Start of SELECTED EXTRACT

Reputation: 60859
Let's assume I can have the following strings:
"hey @john..."
"@john, hello"
"@john(hello)"
I am tokenizing the string to get every word separated by a space:
[myString componentsSeparatedByString:@" "];
My array of tokens now contain:
@john...
@john,
@john(hello)
I am checking for punctation marks as follows:
NSRange textRange = [words rangeOfString:@","];
if(textRange.location != NSNotFound){ } //do something
For these cases. How can I make sure only @john is tokenized, while retaining the trailing characters:
...
,
(hello)
Note: I would like to be able to handle all cases of characters at the end of a string. The above are just 3 examples.
Upvotes: 0
Views: 637
Reputation: 96323
Are you sure CFStringTokenizer or its new Snow-Leopard-only Cocoa equivalent wouldn't be a better fit?
Splitting on just spaces is a very naïve way to tokenize, as you've found. CFStringTokenizer and enumerateSubstrings…
are much smarter about real human-language lexical rules.
Upvotes: 0
Reputation: 46020
You could use NSScanner
and NSCharacterSet
to do this. NSScanner
can scan a string up to the first occurrence of a character in a set. If you get the +alphaNumericCharacterSet
and then call -invertedSet
on it, you'll get a set of all non-alphanumeric characters.
This is probably not super-efficient but it will work:
NSArray* strings = [NSArray arrayWithObjects:
@"hey @john...",
@"@john, hello",
@"@john(hello)",
nil];
//get the characters we want to skip, which is everything except letters and numbers
NSCharacterSet* illegalChars = [[NSCharacterSet alphanumericCharacterSet] invertedSet];
for(NSString* currentString in strings)
{
//this stores the tokens for the current string
NSMutableArray* tokens = [NSMutableArray array];
//split the string into unparsed tokens
NSArray* split = [currentString componentsSeparatedByString:@" "];
for(NSString* currentToken in split)
{
//we only want tokens that start with an @ symbol
if([currentToken hasPrefix:@"@"])
{
NSString* token = nil;
//start a scanner from the first character after the @ symbol
NSScanner* scanner = [NSScanner scannerWithString:[currentToken substringFromIndex:1]];
//keep scanning until we hit an illegal character
[scanner scanUpToCharactersFromSet:illegalChars intoString:&token];
//get the rest of the string
NSString* suffix = [currentToken substringFromIndex:[scanner scanLocation] + 1];
if(token)
{
//store the token in a dictionary
NSDictionary* tokenDict = [NSDictionary dictionaryWithObjectsAndKeys:
[@"@" stringByAppendingString:token], @"token", //prepend the @ symbol that we skipped
suffix, @"suffix",
nil];
[tokens addObject:tokenDict];
}
}
}
//output
for(NSDictionary* dict in tokens)
{
NSLog(@"Found token: %@ additional characters: %@",[dict objectForKey:@"token"],[dict objectForKey:@"suffix"]);
}
}
Upvotes: 0
Reputation: 61228
See NSString's -rangeOfString:options:range:... give it a range of { [myString length] - [searchString length], [searchString length] }
and see if the resulting range's location is equal to NSNotFound
. See the NSStringCompareOptions
options in the docs for case sensitivity, etc.
Upvotes: 1

End of SELECTED EXTRACT

CHALLENGES >>
1. In the tokenizing thread, what does calling -invertedSet on the alphanumeric character set give you?
2. Please quote the tokenizing thread word for word, beginning at the words "I am checking" and stopping after "a better fit?".

Start of INFORMATION PROVIDED

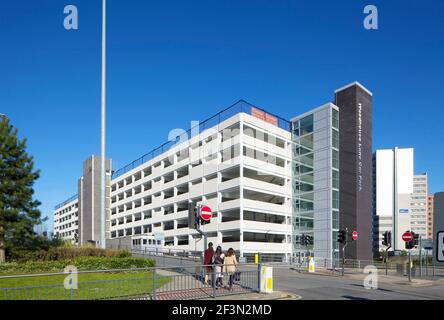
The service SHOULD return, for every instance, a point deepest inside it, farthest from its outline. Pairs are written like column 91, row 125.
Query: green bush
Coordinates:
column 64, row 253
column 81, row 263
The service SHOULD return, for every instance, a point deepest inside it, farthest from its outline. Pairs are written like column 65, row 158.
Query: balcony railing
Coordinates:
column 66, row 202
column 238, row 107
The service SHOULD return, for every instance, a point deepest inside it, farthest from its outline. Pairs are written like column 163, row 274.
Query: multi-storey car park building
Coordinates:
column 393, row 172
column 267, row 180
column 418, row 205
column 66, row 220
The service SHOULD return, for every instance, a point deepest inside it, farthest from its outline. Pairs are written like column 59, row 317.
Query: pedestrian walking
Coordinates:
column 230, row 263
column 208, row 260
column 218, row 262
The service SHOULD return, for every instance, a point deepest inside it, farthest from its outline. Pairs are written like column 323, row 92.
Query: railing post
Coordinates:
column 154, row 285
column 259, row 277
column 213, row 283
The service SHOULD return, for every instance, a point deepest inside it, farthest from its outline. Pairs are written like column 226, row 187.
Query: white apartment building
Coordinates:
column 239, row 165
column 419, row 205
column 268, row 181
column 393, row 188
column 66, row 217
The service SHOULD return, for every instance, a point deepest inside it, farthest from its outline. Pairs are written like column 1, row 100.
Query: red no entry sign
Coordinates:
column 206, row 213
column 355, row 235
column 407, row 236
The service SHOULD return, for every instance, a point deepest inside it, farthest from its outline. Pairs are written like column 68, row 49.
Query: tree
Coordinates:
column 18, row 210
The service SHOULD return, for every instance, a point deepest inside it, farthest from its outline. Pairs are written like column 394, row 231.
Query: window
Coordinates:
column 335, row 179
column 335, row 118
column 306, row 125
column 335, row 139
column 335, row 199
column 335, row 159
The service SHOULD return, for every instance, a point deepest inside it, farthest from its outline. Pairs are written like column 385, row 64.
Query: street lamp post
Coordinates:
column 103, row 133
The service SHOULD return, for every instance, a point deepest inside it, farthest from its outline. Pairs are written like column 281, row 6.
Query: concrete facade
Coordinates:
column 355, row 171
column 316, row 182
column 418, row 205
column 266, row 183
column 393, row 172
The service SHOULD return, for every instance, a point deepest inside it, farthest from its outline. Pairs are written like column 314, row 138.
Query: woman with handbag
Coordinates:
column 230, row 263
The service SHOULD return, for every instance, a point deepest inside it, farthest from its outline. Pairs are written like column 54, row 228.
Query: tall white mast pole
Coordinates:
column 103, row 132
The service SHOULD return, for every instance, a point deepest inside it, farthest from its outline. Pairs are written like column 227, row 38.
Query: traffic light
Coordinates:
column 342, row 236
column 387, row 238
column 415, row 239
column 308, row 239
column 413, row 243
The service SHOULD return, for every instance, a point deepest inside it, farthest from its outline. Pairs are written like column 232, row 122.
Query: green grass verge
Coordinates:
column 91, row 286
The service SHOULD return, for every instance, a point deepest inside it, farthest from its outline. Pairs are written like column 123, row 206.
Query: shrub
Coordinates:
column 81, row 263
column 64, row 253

End of INFORMATION PROVIDED
Start of INFORMATION PROVIDED

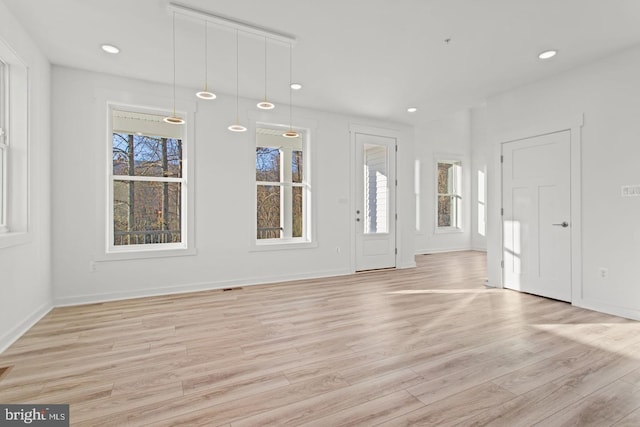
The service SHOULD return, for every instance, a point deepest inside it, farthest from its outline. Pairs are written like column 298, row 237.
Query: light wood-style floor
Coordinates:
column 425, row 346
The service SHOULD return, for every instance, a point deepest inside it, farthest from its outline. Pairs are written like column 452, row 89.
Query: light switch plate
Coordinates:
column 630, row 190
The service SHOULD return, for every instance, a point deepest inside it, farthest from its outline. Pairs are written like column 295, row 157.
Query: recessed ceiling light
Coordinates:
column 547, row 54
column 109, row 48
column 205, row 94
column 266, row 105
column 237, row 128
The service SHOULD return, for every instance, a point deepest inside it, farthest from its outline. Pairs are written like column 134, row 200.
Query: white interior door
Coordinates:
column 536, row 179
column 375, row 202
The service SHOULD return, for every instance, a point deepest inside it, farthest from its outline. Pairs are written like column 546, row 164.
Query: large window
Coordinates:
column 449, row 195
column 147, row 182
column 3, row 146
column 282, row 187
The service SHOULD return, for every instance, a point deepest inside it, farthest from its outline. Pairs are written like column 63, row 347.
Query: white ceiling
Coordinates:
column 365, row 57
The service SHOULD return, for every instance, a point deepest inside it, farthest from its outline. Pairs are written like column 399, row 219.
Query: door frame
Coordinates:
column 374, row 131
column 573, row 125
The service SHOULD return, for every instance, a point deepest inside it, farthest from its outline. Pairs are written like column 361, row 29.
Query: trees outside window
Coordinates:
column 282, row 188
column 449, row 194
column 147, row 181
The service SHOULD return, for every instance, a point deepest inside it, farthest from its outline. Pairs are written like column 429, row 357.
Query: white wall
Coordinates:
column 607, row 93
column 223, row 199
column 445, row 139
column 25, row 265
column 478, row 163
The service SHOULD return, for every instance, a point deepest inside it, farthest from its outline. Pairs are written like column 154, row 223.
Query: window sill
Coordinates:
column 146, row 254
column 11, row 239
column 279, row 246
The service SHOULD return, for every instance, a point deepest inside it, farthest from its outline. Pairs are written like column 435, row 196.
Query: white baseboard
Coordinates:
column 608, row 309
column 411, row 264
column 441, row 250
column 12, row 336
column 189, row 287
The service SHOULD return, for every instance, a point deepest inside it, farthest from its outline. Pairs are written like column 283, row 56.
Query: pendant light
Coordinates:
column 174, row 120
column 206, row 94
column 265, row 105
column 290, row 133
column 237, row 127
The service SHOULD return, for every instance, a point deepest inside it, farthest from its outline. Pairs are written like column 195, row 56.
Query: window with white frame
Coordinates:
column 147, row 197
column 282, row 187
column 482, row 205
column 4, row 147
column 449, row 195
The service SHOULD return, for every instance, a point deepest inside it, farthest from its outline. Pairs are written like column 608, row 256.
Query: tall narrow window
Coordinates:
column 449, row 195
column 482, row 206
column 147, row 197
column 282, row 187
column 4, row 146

End of INFORMATION PROVIDED

ANSWERS BY TASK >>
1. A set of all non-alphanumeric characters.

2.
I am checking for punctation marks as follows:
NSRange textRange = [words rangeOfString:@","];
if(textRange.location != NSNotFound){ } //do something
For these cases. How can I make sure only @john is tokenized, while retaining the trailing characters:
...
,
(hello)
Note: I would like to be able to handle all cases of characters at the end of a string. The above are just 3 examples.
Upvotes: 0
Views: 637
Reputation: 96323
Are you sure CFStringTokenizer or its new Snow-Leopard-only Cocoa equivalent wouldn't be a better fit?